→ **Problem to solve**
Find every line below that contains the string "bird", treating uppercase and lowercase as different, and copy each one out in full.

Some records

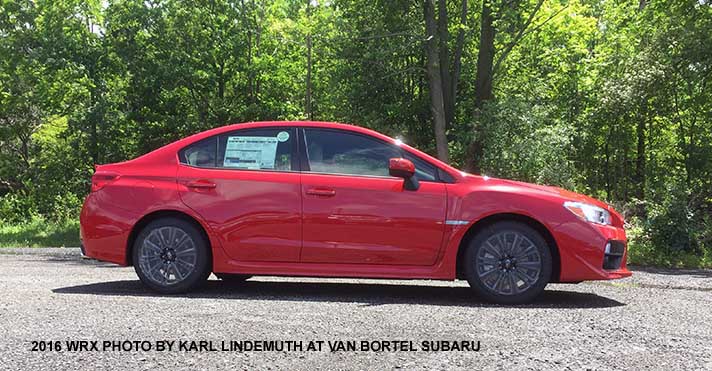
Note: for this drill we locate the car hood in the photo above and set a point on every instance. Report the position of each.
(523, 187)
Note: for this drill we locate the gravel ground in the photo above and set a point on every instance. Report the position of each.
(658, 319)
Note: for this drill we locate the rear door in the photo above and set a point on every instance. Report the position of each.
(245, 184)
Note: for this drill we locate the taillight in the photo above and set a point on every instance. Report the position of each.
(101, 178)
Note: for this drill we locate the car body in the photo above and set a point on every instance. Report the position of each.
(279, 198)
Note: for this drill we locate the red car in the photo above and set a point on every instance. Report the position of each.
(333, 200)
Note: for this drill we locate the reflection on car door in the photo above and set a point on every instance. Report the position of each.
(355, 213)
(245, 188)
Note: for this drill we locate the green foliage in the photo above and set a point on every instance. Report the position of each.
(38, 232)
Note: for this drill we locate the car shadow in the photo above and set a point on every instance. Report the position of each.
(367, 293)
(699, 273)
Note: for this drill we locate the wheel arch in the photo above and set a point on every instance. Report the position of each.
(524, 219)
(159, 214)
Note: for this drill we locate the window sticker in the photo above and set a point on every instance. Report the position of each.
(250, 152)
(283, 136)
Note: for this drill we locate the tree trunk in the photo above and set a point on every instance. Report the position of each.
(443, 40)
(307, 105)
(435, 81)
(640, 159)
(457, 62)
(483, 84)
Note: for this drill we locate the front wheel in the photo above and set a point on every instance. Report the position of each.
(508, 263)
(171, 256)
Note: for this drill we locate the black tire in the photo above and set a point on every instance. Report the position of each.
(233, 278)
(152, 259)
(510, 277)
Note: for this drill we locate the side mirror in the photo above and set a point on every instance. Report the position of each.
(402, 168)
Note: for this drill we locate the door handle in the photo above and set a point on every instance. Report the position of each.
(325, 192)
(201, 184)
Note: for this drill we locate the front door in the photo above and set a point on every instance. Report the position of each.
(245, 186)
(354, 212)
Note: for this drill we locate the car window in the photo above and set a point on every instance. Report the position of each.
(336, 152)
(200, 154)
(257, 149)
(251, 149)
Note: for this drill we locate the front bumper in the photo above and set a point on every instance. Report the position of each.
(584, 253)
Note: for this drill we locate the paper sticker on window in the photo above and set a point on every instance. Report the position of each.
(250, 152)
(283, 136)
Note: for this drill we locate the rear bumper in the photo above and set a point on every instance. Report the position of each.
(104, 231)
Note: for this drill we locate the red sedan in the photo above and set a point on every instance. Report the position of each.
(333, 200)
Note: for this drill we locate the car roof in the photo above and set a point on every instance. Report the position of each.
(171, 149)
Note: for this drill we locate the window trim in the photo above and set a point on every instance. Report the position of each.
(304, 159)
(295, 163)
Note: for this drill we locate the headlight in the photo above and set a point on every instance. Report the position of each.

--

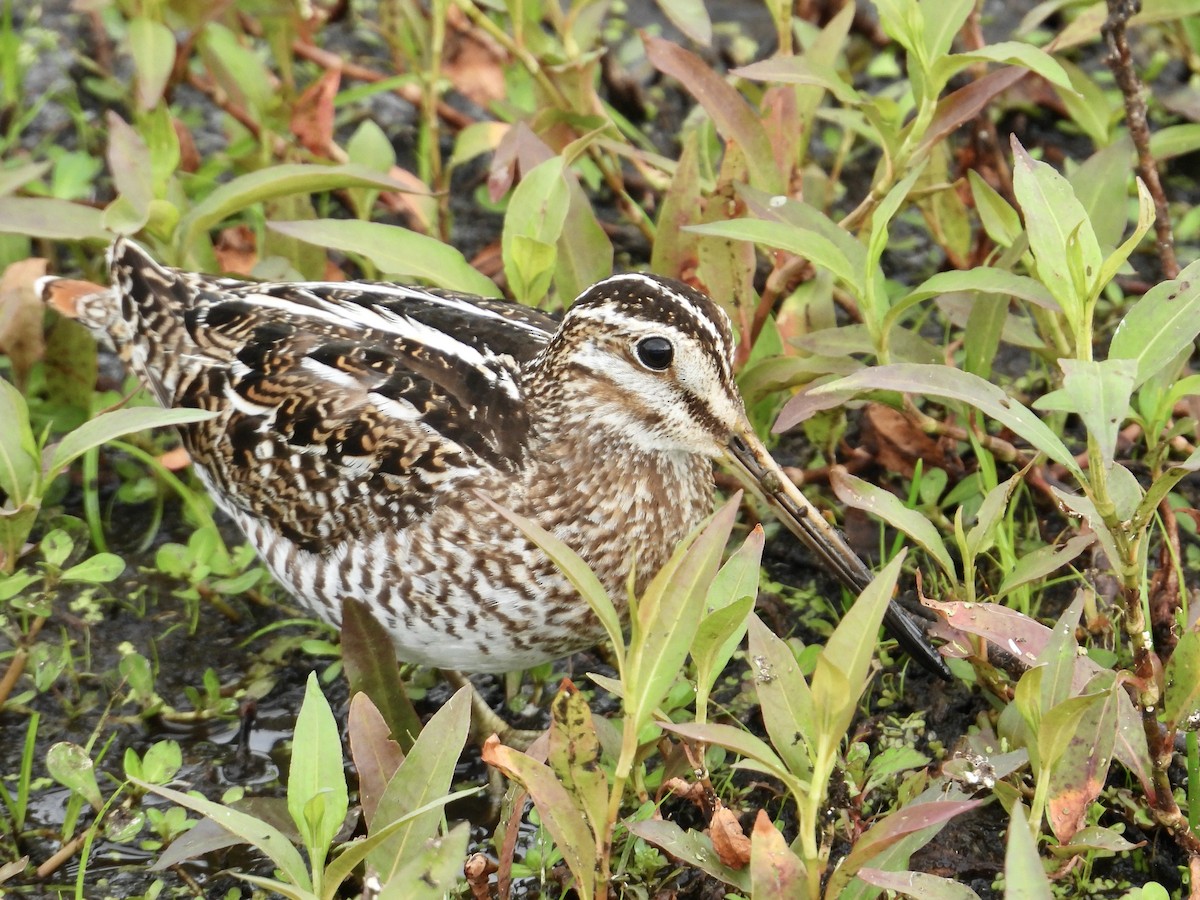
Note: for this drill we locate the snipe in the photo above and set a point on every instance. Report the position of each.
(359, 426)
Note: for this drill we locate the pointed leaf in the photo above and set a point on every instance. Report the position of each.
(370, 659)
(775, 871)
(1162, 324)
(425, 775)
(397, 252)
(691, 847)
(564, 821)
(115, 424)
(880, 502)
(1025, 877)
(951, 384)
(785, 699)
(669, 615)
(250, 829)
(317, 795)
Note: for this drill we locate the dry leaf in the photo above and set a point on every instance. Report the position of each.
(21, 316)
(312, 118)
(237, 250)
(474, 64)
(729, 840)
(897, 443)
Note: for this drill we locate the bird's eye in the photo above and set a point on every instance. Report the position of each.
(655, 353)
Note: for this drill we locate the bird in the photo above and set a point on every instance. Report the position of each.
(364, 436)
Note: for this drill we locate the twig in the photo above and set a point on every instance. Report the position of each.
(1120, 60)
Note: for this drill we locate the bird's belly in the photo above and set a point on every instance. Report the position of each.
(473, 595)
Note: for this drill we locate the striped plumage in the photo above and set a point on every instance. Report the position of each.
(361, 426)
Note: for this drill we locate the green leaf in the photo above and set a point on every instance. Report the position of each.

---

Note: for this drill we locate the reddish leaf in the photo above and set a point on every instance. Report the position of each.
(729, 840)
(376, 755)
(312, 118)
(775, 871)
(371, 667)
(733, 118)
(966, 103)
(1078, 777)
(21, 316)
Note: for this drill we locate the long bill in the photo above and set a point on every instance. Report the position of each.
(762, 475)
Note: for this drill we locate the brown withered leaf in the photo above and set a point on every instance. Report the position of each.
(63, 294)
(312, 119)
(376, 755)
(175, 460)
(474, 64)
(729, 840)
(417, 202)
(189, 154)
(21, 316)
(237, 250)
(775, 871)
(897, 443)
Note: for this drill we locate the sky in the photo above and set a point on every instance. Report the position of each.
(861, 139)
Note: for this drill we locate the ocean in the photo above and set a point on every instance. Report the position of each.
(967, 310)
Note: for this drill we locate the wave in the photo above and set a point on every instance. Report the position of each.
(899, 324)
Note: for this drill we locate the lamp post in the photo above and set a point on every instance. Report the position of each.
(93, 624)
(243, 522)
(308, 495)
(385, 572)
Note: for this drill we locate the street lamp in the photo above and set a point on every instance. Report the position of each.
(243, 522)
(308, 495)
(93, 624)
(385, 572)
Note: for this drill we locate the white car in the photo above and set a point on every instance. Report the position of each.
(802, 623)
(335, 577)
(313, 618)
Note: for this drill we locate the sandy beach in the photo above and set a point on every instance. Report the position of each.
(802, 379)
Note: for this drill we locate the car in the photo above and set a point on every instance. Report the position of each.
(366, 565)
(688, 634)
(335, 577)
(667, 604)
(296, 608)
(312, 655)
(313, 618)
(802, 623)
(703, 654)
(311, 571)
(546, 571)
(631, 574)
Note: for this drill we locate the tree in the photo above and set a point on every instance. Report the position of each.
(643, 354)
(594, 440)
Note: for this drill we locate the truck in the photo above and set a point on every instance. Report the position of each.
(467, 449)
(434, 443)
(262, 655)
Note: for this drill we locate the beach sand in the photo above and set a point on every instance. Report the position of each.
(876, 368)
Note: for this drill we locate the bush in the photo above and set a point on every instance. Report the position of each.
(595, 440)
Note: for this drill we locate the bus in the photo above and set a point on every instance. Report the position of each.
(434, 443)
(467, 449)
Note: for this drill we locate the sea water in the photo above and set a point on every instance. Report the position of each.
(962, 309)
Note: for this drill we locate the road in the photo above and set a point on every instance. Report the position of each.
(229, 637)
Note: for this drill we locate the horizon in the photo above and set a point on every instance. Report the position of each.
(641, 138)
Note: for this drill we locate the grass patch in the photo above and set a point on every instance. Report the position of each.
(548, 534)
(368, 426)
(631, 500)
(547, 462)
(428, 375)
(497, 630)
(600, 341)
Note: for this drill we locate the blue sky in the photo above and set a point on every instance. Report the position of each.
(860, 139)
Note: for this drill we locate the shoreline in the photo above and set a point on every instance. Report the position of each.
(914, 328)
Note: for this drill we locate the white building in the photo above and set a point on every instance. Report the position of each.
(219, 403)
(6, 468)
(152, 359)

→ **Result for this task**
Note: for this drill we locate the bird's eye in the photo above and set a point on every instance. Report the position of each.
Note: for this drill we locate the bird in the photo above and set a point on every instance. Report the position of each.
Note: for this drill we locate the bird's belly in the photo above and set a point on every instance. Report the position of each.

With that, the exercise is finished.